(begin)

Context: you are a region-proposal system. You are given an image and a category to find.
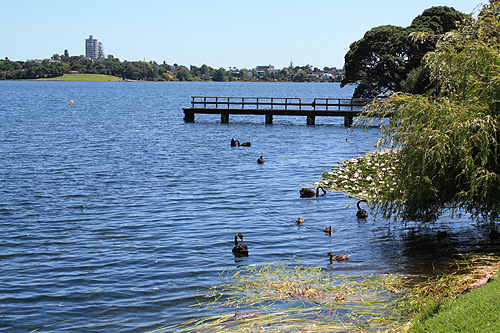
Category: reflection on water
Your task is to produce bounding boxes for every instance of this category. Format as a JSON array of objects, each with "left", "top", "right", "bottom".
[{"left": 0, "top": 82, "right": 499, "bottom": 332}]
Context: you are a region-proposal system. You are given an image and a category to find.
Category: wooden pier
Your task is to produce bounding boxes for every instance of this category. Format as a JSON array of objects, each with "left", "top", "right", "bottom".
[{"left": 183, "top": 96, "right": 372, "bottom": 127}]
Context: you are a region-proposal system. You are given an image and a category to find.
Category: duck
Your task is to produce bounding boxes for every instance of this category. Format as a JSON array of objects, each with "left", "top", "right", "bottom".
[
  {"left": 299, "top": 186, "right": 326, "bottom": 198},
  {"left": 356, "top": 199, "right": 368, "bottom": 219},
  {"left": 327, "top": 252, "right": 349, "bottom": 264},
  {"left": 231, "top": 139, "right": 240, "bottom": 147},
  {"left": 488, "top": 229, "right": 500, "bottom": 240},
  {"left": 436, "top": 230, "right": 448, "bottom": 240},
  {"left": 233, "top": 232, "right": 248, "bottom": 257}
]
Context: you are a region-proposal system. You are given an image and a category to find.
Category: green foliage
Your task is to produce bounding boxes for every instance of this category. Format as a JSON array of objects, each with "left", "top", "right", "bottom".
[
  {"left": 212, "top": 67, "right": 227, "bottom": 82},
  {"left": 358, "top": 4, "right": 500, "bottom": 221},
  {"left": 411, "top": 272, "right": 500, "bottom": 332},
  {"left": 177, "top": 67, "right": 191, "bottom": 81},
  {"left": 342, "top": 7, "right": 465, "bottom": 98}
]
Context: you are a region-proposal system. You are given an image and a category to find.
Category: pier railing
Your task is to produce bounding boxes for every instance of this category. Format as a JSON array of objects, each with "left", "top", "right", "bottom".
[
  {"left": 191, "top": 96, "right": 371, "bottom": 111},
  {"left": 183, "top": 96, "right": 372, "bottom": 126}
]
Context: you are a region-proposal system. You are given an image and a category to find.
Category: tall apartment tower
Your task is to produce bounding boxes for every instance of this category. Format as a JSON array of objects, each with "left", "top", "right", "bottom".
[{"left": 85, "top": 35, "right": 104, "bottom": 60}]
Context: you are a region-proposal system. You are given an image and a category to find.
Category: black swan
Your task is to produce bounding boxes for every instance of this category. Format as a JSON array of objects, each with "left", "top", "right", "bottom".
[
  {"left": 299, "top": 187, "right": 326, "bottom": 198},
  {"left": 233, "top": 233, "right": 248, "bottom": 257},
  {"left": 327, "top": 252, "right": 349, "bottom": 264},
  {"left": 356, "top": 199, "right": 368, "bottom": 219},
  {"left": 488, "top": 229, "right": 500, "bottom": 240}
]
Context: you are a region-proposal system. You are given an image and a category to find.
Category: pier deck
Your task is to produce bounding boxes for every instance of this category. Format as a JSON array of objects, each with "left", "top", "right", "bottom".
[{"left": 183, "top": 96, "right": 372, "bottom": 127}]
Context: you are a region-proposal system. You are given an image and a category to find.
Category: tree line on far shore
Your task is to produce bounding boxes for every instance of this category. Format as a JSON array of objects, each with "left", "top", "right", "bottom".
[{"left": 0, "top": 50, "right": 343, "bottom": 82}]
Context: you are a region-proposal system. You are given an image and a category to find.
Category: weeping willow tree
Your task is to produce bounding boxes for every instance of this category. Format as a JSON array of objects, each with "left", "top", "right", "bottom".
[{"left": 358, "top": 1, "right": 500, "bottom": 221}]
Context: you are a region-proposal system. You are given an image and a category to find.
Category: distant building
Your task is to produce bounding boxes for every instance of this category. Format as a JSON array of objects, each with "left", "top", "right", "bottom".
[
  {"left": 85, "top": 35, "right": 105, "bottom": 60},
  {"left": 255, "top": 65, "right": 274, "bottom": 71}
]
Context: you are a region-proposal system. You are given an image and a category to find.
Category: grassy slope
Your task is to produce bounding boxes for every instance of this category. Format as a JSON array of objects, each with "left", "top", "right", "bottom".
[
  {"left": 411, "top": 278, "right": 500, "bottom": 332},
  {"left": 37, "top": 74, "right": 122, "bottom": 81}
]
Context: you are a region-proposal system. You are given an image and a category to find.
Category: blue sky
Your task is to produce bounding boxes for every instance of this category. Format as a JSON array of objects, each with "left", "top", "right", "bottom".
[{"left": 0, "top": 0, "right": 486, "bottom": 68}]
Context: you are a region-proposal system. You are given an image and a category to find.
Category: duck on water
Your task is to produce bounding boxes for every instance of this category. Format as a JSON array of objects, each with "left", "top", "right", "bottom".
[
  {"left": 299, "top": 186, "right": 326, "bottom": 198},
  {"left": 233, "top": 232, "right": 248, "bottom": 257},
  {"left": 356, "top": 199, "right": 368, "bottom": 219}
]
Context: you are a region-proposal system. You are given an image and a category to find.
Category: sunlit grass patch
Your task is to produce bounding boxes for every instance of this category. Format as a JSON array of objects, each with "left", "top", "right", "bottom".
[
  {"left": 160, "top": 264, "right": 402, "bottom": 332},
  {"left": 400, "top": 255, "right": 500, "bottom": 321},
  {"left": 317, "top": 150, "right": 399, "bottom": 201}
]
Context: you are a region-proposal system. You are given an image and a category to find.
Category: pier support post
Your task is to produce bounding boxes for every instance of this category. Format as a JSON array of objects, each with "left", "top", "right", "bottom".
[
  {"left": 307, "top": 116, "right": 316, "bottom": 125},
  {"left": 344, "top": 116, "right": 353, "bottom": 127},
  {"left": 266, "top": 114, "right": 273, "bottom": 124},
  {"left": 184, "top": 111, "right": 194, "bottom": 123}
]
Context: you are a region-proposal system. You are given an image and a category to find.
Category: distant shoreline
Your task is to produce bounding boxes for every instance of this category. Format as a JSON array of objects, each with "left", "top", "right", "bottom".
[{"left": 33, "top": 74, "right": 125, "bottom": 82}]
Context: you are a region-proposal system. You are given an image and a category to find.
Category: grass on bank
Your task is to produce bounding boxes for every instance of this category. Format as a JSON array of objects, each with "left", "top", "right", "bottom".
[
  {"left": 411, "top": 270, "right": 500, "bottom": 333},
  {"left": 36, "top": 74, "right": 123, "bottom": 82}
]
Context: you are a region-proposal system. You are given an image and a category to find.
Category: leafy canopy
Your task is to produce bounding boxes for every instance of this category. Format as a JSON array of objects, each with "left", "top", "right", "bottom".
[
  {"left": 342, "top": 7, "right": 465, "bottom": 98},
  {"left": 358, "top": 1, "right": 500, "bottom": 221}
]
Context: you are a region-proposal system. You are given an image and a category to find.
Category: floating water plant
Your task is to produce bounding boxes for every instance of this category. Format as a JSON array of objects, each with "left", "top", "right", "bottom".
[{"left": 316, "top": 150, "right": 399, "bottom": 201}]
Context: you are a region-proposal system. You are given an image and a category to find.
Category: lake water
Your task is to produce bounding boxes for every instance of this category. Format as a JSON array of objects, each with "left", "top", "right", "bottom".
[{"left": 0, "top": 82, "right": 498, "bottom": 332}]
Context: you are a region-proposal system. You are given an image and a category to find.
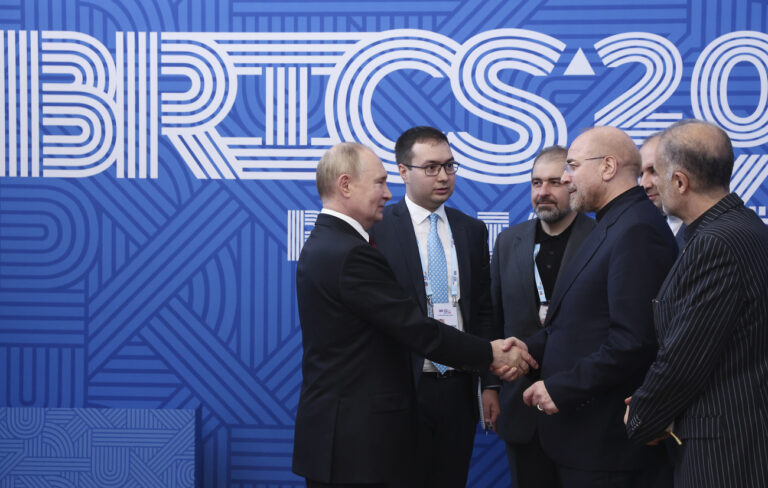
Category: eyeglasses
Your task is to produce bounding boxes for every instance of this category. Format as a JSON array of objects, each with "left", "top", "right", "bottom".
[
  {"left": 565, "top": 156, "right": 605, "bottom": 175},
  {"left": 403, "top": 161, "right": 461, "bottom": 176}
]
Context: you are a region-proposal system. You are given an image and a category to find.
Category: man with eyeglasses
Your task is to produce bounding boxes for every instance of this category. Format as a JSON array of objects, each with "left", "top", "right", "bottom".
[
  {"left": 638, "top": 132, "right": 685, "bottom": 247},
  {"left": 523, "top": 127, "right": 677, "bottom": 488},
  {"left": 372, "top": 127, "right": 498, "bottom": 488}
]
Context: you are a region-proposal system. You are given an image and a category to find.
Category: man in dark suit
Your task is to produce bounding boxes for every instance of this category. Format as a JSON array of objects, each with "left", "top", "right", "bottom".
[
  {"left": 639, "top": 132, "right": 685, "bottom": 244},
  {"left": 523, "top": 127, "right": 677, "bottom": 488},
  {"left": 627, "top": 120, "right": 768, "bottom": 488},
  {"left": 293, "top": 143, "right": 535, "bottom": 487},
  {"left": 487, "top": 146, "right": 595, "bottom": 488},
  {"left": 371, "top": 126, "right": 501, "bottom": 488}
]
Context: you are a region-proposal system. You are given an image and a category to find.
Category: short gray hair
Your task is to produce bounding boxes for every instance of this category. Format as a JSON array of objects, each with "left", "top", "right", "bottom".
[{"left": 315, "top": 142, "right": 367, "bottom": 199}]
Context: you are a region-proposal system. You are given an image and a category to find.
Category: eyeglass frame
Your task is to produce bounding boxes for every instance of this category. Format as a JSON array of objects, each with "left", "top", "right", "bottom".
[
  {"left": 565, "top": 156, "right": 608, "bottom": 176},
  {"left": 400, "top": 161, "right": 461, "bottom": 177}
]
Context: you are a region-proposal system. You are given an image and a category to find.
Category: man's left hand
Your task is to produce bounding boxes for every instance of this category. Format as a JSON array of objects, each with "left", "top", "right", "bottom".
[{"left": 523, "top": 381, "right": 560, "bottom": 415}]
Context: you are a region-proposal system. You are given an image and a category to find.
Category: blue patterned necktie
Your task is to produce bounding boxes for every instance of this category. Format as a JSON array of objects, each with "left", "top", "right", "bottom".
[{"left": 427, "top": 214, "right": 449, "bottom": 374}]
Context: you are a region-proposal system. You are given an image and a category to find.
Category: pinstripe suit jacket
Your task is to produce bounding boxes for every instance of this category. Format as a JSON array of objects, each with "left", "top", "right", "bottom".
[{"left": 627, "top": 194, "right": 768, "bottom": 488}]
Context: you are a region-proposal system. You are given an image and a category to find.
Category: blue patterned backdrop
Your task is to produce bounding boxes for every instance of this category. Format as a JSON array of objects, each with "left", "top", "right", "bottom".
[{"left": 0, "top": 0, "right": 768, "bottom": 487}]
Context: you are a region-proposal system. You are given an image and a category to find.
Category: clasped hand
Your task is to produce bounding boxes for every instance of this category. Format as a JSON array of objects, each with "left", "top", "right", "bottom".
[{"left": 491, "top": 337, "right": 539, "bottom": 381}]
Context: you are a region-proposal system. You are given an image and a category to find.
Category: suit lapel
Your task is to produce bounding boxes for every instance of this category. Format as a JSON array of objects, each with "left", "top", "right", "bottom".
[
  {"left": 547, "top": 223, "right": 609, "bottom": 320},
  {"left": 392, "top": 199, "right": 427, "bottom": 315},
  {"left": 547, "top": 194, "right": 645, "bottom": 322}
]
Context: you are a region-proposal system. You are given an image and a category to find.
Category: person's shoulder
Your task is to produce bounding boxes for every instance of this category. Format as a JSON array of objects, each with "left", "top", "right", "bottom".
[{"left": 691, "top": 207, "right": 768, "bottom": 255}]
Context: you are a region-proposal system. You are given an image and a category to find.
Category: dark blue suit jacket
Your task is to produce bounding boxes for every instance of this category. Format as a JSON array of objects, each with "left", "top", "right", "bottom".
[
  {"left": 293, "top": 214, "right": 492, "bottom": 483},
  {"left": 371, "top": 198, "right": 498, "bottom": 394},
  {"left": 526, "top": 187, "right": 677, "bottom": 471}
]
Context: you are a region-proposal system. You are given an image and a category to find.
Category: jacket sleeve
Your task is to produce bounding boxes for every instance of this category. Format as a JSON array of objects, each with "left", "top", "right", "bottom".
[
  {"left": 627, "top": 235, "right": 748, "bottom": 442},
  {"left": 339, "top": 244, "right": 492, "bottom": 372}
]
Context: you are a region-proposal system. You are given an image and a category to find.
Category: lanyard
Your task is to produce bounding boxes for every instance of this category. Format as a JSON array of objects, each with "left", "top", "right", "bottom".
[
  {"left": 417, "top": 220, "right": 459, "bottom": 308},
  {"left": 533, "top": 244, "right": 547, "bottom": 303}
]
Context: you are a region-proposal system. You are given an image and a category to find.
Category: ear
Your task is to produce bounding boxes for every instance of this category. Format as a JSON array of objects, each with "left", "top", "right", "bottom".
[
  {"left": 336, "top": 173, "right": 352, "bottom": 198},
  {"left": 397, "top": 164, "right": 408, "bottom": 183},
  {"left": 672, "top": 171, "right": 691, "bottom": 195},
  {"left": 600, "top": 156, "right": 619, "bottom": 181}
]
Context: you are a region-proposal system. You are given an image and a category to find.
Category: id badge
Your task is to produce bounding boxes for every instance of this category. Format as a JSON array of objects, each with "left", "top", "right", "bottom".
[
  {"left": 432, "top": 302, "right": 459, "bottom": 327},
  {"left": 539, "top": 303, "right": 549, "bottom": 325}
]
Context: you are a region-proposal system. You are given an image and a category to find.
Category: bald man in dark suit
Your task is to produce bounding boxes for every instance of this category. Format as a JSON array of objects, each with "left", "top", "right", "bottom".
[{"left": 625, "top": 120, "right": 768, "bottom": 488}]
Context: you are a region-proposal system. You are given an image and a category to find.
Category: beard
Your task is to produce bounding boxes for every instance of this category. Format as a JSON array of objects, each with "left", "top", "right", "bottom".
[
  {"left": 570, "top": 189, "right": 592, "bottom": 213},
  {"left": 533, "top": 204, "right": 571, "bottom": 224}
]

(end)

_EXERCISE_: Report how many lines in the material above contain the string "suit". Give only the number.

_FULL RESPONSE_: 5